For example, in spite of inflation raging at a four-decade high, consumers indulged themselves in the first quarter, according to major credit card issuers. Their latest reports show surges of up to 33% over a year earlier, driven by travel, entertainment, and dining.

But a fresh consumer survey by First Insight suggests conditions may be rapidly deteriorating.

More than 40% of consumers now say that due to rising prices they expect to be cutting back on dining out. A third plan to cut back on entertainment, and 30% expect to spend less on vacations and travel. More than a quarter mentioned cutting back on premium and organic groceries and on fast fashion, a back-to-basics trend that’s already benefitting private label goods.

Meanwhile, consumer expectations about inflation  — a bellwether indicator of future sentiment — have hit a new record, according to the Federal Reserve’s latest survey. The NY Fed’s Center for Microeconomic Data poll of 1,300 household heads found that, “year-ahead household spending growth expectations jumped … to 7.7 percent, marking a new high.”

Last year, with supply limited and inflation expectations rising, consumers loaded up on essentials. Buy now, save later. This year, without the flood of stimulus money we had last year, and with the economy expected to slow, the calculus is likely to reverse. On tight budgets, consumers will tend to buy in smaller quantities or trade down.

Dataset content:
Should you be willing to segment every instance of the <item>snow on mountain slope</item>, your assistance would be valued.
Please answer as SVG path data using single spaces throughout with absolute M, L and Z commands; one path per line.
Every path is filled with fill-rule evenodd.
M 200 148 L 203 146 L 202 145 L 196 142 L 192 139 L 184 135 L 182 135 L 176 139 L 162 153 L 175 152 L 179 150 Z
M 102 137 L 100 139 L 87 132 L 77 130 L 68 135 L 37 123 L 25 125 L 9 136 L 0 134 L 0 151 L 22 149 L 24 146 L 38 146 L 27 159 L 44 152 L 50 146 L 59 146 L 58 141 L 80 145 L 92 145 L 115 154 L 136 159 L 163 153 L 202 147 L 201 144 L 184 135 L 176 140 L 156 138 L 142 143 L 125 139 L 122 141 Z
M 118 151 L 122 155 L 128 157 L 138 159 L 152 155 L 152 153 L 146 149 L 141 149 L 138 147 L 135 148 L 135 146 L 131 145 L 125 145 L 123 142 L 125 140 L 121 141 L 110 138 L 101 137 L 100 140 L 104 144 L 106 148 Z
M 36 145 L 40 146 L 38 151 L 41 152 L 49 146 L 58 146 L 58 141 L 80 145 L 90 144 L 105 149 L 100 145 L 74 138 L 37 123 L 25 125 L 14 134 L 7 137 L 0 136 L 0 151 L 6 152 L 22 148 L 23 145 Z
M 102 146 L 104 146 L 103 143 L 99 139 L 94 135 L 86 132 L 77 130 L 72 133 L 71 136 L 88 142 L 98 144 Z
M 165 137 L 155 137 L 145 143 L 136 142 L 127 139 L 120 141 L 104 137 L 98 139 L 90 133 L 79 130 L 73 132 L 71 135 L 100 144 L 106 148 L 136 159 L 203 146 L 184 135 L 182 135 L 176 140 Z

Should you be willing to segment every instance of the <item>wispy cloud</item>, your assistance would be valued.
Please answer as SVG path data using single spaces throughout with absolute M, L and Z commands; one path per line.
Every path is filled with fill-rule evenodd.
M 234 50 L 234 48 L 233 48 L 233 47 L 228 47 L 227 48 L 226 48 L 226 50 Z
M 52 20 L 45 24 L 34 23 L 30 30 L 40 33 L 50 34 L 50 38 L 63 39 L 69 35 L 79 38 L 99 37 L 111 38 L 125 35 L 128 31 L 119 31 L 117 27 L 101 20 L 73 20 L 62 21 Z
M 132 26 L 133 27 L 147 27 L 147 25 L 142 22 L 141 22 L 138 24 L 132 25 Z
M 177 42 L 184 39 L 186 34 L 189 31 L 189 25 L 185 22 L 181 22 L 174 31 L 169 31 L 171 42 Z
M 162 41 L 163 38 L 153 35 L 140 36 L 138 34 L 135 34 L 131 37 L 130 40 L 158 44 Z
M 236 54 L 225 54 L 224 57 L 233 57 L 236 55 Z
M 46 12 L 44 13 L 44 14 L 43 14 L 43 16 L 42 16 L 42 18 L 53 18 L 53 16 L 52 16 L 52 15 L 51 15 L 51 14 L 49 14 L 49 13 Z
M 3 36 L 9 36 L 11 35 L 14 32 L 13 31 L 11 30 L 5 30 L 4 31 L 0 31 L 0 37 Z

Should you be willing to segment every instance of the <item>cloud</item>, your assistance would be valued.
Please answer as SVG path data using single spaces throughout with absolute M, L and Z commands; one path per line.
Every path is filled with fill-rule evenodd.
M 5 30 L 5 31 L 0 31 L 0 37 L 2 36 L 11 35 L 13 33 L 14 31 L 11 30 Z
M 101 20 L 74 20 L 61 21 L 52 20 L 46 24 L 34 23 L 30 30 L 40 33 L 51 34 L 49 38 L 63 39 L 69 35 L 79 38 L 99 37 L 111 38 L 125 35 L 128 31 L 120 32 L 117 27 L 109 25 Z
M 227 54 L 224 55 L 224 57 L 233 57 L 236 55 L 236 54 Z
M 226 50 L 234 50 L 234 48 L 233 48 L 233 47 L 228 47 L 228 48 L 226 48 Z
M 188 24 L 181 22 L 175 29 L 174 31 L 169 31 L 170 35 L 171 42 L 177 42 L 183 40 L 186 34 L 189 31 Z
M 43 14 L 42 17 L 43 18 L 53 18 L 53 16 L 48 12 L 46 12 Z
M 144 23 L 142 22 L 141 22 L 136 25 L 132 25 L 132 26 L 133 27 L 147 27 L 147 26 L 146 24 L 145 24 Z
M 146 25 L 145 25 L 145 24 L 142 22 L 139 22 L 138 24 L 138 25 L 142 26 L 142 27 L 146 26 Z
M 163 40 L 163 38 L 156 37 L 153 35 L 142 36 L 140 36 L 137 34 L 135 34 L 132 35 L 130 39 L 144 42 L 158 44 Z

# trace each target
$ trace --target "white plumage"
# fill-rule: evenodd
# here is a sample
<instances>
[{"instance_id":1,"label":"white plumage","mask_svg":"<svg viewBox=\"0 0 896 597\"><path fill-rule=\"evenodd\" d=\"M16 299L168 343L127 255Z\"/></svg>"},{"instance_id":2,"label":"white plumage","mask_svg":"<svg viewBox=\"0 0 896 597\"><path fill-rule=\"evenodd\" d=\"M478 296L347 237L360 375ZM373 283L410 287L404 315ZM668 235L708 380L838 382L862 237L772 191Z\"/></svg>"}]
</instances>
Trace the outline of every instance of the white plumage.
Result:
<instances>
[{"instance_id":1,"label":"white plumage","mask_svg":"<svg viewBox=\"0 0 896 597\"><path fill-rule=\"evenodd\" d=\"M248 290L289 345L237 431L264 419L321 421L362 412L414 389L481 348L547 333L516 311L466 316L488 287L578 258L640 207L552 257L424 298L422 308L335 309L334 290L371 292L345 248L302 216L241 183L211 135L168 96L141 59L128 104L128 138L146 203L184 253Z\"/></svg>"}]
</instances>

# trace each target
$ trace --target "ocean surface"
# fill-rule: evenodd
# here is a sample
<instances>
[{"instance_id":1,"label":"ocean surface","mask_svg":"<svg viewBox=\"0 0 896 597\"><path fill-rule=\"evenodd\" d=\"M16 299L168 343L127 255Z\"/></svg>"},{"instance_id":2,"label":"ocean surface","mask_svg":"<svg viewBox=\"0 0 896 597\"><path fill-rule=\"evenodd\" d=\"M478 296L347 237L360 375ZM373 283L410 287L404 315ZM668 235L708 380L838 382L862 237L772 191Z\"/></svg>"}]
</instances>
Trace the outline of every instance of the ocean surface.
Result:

What you should do: Reproduce word for word the stretch of the consumer spending text from "For example, in" through "entertainment, and dining.". Work only from the text on consumer spending, not from the items.

Output for this task:
For example, in spite of inflation raging at a four-decade high, consumers indulged themselves in the first quarter, according to major credit card issuers. Their latest reports show surges of up to 33% over a year earlier, driven by travel, entertainment, and dining.